WHAT IS EXPECTED: Once you reach the line containing "Target: owl nostril", reproduce it and every later line exactly, through the end of the data.
-- SUPPLIED ENTRIES follows --
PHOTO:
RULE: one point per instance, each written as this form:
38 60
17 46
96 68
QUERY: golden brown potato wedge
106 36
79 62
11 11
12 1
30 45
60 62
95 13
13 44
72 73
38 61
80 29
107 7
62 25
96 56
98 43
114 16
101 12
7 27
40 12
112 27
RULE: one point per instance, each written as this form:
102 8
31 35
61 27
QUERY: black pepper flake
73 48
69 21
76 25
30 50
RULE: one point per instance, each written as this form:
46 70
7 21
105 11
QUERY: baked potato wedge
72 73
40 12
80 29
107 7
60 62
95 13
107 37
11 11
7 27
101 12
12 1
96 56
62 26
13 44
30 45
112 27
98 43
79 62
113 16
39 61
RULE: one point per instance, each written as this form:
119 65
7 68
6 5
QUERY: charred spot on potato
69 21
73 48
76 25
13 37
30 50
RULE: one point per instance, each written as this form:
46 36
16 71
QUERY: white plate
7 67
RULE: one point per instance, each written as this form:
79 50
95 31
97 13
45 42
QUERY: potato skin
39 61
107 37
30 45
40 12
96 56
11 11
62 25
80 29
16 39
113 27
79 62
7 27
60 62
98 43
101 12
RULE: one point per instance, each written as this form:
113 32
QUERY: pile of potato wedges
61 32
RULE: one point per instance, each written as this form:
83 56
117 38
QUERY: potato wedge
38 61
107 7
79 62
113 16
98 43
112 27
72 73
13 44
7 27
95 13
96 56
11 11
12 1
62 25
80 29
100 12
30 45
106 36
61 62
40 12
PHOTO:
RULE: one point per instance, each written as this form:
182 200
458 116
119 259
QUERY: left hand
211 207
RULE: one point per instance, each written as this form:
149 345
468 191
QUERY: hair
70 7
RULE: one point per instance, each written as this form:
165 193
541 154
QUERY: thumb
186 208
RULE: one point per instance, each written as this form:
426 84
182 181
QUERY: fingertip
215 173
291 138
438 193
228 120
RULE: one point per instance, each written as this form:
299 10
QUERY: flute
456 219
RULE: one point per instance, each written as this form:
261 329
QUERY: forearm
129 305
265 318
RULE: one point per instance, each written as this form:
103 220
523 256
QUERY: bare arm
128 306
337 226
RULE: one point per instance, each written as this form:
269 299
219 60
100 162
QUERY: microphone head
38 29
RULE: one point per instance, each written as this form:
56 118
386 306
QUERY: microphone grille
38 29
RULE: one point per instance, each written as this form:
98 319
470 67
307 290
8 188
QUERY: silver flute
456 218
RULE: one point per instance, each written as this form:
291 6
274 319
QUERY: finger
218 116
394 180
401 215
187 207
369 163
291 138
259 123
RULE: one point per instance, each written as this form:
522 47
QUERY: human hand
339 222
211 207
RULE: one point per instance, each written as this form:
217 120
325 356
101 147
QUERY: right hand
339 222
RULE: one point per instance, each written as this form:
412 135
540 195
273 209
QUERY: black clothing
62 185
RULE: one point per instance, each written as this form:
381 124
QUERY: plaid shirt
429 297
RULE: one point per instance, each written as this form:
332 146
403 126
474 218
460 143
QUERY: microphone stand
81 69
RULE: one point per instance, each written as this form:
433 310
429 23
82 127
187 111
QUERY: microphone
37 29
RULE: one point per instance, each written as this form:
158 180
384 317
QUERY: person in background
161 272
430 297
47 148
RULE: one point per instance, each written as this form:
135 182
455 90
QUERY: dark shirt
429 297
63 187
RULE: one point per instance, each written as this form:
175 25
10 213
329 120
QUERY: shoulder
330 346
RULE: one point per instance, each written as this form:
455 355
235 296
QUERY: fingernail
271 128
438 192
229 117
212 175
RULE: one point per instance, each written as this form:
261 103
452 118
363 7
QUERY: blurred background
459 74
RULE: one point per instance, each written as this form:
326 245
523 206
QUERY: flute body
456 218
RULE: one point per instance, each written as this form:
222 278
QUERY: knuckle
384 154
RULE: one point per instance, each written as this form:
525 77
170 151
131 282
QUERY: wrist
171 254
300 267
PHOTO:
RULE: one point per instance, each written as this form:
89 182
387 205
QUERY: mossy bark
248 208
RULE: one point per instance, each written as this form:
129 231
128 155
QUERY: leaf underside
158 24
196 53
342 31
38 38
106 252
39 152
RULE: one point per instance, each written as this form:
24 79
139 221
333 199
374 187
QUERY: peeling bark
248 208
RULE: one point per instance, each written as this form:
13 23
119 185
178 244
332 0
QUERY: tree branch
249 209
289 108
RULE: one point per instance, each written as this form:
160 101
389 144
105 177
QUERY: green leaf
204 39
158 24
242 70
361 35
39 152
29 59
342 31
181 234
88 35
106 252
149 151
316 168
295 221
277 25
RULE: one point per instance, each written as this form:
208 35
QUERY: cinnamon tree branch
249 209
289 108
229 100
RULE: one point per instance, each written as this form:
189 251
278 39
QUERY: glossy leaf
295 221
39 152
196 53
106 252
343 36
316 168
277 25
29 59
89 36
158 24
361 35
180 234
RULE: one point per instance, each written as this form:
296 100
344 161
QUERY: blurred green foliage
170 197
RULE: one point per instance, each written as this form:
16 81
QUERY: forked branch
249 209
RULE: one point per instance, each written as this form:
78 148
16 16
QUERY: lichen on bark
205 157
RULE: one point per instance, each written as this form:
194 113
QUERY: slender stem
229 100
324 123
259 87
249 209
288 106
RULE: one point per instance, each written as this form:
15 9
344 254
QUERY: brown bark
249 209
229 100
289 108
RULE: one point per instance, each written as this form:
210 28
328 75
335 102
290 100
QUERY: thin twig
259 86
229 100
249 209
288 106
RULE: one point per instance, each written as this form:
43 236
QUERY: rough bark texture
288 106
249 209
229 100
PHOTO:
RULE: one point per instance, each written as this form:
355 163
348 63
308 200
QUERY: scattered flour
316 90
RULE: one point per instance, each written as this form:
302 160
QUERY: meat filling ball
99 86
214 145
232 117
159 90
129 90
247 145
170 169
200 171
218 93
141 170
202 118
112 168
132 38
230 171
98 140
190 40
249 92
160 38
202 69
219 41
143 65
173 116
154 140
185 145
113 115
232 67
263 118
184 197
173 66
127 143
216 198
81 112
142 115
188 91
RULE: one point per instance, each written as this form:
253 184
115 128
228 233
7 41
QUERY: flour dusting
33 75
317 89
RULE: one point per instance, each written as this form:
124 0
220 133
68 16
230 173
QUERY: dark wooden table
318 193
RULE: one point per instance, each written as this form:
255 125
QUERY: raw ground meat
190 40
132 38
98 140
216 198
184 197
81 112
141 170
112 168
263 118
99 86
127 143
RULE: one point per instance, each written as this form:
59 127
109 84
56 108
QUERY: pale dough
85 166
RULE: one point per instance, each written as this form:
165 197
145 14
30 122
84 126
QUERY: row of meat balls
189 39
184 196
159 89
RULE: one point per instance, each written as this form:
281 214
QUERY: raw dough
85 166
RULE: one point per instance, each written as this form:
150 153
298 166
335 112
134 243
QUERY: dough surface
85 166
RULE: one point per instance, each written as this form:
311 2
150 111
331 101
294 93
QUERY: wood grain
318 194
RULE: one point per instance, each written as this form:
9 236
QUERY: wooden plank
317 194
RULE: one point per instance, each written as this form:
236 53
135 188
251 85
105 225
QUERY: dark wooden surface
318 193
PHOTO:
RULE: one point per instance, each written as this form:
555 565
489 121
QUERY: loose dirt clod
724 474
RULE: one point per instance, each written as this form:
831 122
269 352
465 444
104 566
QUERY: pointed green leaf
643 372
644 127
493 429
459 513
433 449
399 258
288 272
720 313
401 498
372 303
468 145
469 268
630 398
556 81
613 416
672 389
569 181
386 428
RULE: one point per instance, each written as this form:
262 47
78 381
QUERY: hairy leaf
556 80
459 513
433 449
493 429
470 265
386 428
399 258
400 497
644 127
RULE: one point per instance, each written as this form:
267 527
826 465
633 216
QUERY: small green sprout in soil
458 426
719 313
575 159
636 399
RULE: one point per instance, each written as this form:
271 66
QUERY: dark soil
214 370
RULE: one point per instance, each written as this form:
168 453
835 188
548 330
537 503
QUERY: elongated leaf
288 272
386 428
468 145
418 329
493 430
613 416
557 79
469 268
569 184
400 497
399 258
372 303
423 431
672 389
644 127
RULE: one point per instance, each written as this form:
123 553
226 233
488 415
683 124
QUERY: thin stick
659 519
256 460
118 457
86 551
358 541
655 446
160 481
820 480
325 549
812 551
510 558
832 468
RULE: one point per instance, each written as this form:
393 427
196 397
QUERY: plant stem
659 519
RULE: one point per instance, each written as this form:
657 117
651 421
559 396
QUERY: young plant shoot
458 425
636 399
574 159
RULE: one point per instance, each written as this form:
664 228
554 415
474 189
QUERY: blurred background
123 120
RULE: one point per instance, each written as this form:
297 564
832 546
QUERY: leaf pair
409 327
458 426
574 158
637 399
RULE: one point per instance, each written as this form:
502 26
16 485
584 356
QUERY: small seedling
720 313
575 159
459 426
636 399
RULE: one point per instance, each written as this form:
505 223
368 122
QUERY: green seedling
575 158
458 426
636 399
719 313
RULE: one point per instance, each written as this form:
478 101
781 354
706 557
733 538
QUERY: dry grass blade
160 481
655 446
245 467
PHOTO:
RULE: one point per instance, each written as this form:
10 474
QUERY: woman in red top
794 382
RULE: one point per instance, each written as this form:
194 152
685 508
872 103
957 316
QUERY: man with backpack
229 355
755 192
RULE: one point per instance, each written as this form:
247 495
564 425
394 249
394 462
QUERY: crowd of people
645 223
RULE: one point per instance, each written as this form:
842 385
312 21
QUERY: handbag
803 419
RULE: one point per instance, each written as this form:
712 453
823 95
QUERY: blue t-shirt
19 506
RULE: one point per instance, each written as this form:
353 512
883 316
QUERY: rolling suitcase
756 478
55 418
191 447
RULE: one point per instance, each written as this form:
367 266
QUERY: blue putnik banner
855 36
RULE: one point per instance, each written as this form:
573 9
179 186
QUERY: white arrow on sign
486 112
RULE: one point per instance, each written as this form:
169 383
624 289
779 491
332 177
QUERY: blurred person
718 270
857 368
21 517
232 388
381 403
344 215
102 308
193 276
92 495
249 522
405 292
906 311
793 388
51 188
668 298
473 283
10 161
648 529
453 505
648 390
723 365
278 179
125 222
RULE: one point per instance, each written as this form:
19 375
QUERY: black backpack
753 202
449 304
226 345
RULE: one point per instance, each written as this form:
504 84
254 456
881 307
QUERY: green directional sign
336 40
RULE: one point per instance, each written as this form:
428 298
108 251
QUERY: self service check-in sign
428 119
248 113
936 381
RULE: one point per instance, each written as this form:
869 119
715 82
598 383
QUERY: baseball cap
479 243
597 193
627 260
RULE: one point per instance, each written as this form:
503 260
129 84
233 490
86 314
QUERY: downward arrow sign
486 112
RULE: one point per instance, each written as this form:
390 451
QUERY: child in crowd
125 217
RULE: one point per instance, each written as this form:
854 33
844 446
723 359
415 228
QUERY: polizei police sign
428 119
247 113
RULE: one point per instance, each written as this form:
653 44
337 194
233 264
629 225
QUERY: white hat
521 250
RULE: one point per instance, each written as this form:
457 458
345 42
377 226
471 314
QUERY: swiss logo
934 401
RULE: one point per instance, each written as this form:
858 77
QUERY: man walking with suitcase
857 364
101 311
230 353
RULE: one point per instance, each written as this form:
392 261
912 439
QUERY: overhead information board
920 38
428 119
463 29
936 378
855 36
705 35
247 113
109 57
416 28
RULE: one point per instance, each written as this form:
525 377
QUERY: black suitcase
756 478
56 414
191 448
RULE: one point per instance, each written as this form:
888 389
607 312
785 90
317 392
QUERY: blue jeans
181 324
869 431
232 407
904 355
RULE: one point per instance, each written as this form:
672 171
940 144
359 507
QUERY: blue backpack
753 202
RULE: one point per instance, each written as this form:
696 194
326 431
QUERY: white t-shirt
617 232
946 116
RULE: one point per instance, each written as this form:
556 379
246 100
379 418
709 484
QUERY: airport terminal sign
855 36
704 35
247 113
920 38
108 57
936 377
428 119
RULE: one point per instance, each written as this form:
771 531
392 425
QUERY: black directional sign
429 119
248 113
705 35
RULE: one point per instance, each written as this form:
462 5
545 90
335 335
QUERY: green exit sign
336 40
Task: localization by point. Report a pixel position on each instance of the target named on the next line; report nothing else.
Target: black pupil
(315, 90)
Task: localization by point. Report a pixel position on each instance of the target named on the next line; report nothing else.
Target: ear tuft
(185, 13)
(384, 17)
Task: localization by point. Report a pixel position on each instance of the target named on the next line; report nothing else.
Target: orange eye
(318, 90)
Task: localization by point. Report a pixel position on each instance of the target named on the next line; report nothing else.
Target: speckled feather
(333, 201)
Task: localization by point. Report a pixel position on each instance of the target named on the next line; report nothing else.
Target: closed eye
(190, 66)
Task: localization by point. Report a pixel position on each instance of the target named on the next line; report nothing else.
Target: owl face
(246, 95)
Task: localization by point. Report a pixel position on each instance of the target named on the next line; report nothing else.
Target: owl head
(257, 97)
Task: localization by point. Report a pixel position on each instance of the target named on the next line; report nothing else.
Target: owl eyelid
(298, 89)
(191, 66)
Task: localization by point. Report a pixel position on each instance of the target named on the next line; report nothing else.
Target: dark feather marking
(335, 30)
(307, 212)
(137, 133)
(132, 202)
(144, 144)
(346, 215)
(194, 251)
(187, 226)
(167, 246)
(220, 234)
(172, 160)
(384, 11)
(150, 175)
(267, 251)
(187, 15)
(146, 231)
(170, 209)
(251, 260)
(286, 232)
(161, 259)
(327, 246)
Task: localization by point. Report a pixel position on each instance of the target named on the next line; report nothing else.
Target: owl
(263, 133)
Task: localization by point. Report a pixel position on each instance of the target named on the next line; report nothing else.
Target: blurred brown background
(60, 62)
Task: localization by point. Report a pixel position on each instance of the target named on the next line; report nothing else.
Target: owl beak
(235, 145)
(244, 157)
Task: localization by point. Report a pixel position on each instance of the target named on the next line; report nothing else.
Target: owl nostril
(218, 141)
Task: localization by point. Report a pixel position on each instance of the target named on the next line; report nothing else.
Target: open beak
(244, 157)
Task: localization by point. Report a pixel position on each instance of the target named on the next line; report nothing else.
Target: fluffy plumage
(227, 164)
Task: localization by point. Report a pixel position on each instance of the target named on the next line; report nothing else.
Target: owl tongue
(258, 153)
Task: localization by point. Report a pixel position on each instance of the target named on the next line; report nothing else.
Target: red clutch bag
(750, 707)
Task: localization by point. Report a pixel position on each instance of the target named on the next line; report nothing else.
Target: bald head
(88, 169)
-- SUPPLIED ENTRIES concluded --
TASK ANSWER:
Target: owl nostril
(218, 141)
Task: localization by point. Report a pixel position on each instance of the target named on the next line; report nothing else.
Target: open beak
(244, 157)
Task: localization by point. Report a pixel position on each instance of the target named on the next line; report nothing else.
Target: fluffy plumage
(227, 164)
Task: localization by point. Report a pixel position on each instance of the target named on the next line; report nothing else.
Target: owl tongue
(258, 153)
Task: localization by point. Report a pixel position on each instance of the target named on the next line; report nothing else.
Target: red clutch bag
(750, 707)
Task: localization by point. Report a pixel position on each instance of the target named on the next line; report nothing else.
Target: bald head
(88, 169)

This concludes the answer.